• **What you need to do**: State only the number of lines in the listing below that contain the string "Target".

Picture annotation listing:

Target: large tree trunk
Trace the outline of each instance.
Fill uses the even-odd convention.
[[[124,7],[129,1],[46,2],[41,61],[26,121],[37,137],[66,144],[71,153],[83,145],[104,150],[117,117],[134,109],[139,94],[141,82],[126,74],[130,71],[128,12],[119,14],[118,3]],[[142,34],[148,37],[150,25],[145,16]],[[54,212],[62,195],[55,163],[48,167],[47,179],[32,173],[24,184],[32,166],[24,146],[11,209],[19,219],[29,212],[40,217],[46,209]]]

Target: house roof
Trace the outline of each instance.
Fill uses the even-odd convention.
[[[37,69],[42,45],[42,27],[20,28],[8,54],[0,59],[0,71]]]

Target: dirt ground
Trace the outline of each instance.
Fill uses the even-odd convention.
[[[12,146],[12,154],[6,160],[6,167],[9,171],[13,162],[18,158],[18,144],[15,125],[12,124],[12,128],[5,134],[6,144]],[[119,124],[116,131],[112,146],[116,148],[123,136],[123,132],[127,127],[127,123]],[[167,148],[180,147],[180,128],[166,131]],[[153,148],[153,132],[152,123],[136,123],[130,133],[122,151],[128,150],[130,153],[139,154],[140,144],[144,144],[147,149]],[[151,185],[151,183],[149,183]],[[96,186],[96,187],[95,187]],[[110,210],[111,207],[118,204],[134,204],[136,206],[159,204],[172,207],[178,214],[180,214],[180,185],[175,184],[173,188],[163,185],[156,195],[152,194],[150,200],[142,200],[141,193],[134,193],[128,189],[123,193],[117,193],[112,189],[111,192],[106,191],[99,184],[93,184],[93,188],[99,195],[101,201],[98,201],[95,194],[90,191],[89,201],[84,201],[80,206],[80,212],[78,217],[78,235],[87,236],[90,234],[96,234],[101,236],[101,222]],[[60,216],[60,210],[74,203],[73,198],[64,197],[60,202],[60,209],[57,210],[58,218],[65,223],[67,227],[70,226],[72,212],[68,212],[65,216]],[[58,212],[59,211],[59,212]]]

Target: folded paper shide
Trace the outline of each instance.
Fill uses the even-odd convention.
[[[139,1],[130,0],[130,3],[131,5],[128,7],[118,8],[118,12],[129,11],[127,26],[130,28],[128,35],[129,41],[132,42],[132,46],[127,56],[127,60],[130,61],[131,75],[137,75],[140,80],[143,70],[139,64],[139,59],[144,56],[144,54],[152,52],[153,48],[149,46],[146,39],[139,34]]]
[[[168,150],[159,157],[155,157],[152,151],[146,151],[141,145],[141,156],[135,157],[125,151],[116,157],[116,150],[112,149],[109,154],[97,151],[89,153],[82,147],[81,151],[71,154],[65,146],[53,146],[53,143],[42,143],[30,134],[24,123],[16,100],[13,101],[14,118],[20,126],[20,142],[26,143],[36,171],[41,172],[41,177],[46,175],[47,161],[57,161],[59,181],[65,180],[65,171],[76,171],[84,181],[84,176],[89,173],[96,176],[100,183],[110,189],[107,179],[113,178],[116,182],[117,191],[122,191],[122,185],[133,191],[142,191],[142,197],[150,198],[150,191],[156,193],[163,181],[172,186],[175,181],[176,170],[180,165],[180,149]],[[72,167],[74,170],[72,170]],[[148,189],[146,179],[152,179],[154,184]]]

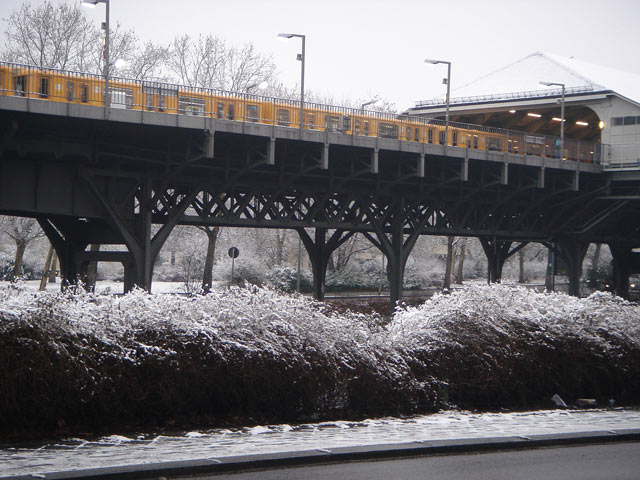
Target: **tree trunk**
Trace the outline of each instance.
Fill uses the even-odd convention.
[[[451,271],[453,270],[453,240],[455,237],[447,237],[447,265],[444,270],[444,282],[442,282],[442,289],[449,290],[451,288]]]
[[[596,251],[593,252],[593,261],[591,262],[591,269],[596,274],[598,272],[598,267],[599,267],[599,264],[600,264],[600,249],[601,248],[602,248],[602,244],[601,243],[596,243]]]
[[[51,257],[51,266],[49,268],[49,283],[56,283],[56,272],[58,270],[58,255],[54,249]]]
[[[462,285],[464,276],[464,257],[467,249],[467,242],[463,240],[460,245],[460,259],[458,260],[458,272],[456,273],[456,284]]]
[[[16,242],[16,256],[13,260],[13,271],[11,272],[10,280],[16,280],[22,273],[22,262],[24,260],[24,251],[27,249],[27,242],[21,240],[15,240]]]
[[[213,261],[216,254],[216,241],[220,227],[205,227],[204,232],[207,234],[207,256],[204,261],[204,273],[202,274],[202,290],[205,293],[211,291],[213,286]]]
[[[53,245],[49,244],[49,250],[47,250],[47,258],[44,261],[44,269],[42,271],[42,279],[40,280],[40,291],[47,288],[47,276],[51,270],[51,260],[53,259]]]

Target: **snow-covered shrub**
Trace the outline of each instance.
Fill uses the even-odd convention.
[[[638,305],[601,292],[477,286],[398,311],[389,335],[414,368],[449,383],[458,405],[531,407],[554,393],[637,402],[639,318]]]
[[[2,288],[0,365],[0,430],[294,421],[435,404],[362,316],[258,287],[193,297]]]

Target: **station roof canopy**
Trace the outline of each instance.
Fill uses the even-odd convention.
[[[509,102],[559,94],[559,87],[543,87],[541,81],[564,83],[567,95],[615,93],[640,106],[640,75],[545,52],[533,53],[452,89],[450,105]],[[429,110],[444,104],[444,98],[418,101],[410,111]]]
[[[607,96],[615,95],[640,107],[640,75],[536,52],[452,89],[450,119],[559,135],[561,87],[546,87],[540,82],[565,85],[565,134],[568,137],[599,140],[601,119],[588,105]],[[538,118],[528,116],[533,109]],[[433,118],[444,117],[444,112],[445,98],[416,102],[416,106],[407,111],[410,115]]]

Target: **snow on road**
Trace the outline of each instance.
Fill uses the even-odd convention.
[[[268,425],[159,435],[73,438],[0,448],[0,476],[351,445],[640,428],[640,410],[446,411],[360,422]]]

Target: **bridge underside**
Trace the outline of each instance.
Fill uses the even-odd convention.
[[[522,242],[556,242],[574,294],[590,242],[620,265],[640,246],[637,183],[577,168],[3,110],[0,126],[0,212],[38,219],[68,282],[117,261],[126,289],[149,289],[177,224],[295,229],[319,298],[329,256],[362,232],[388,258],[393,302],[420,235],[479,237],[492,280]]]

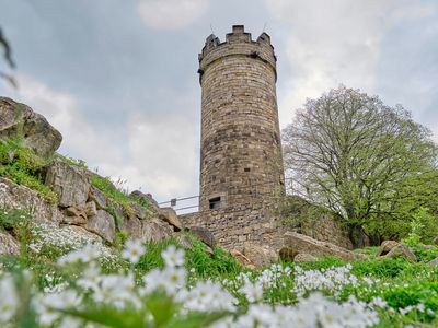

• **Result of the exercise**: 9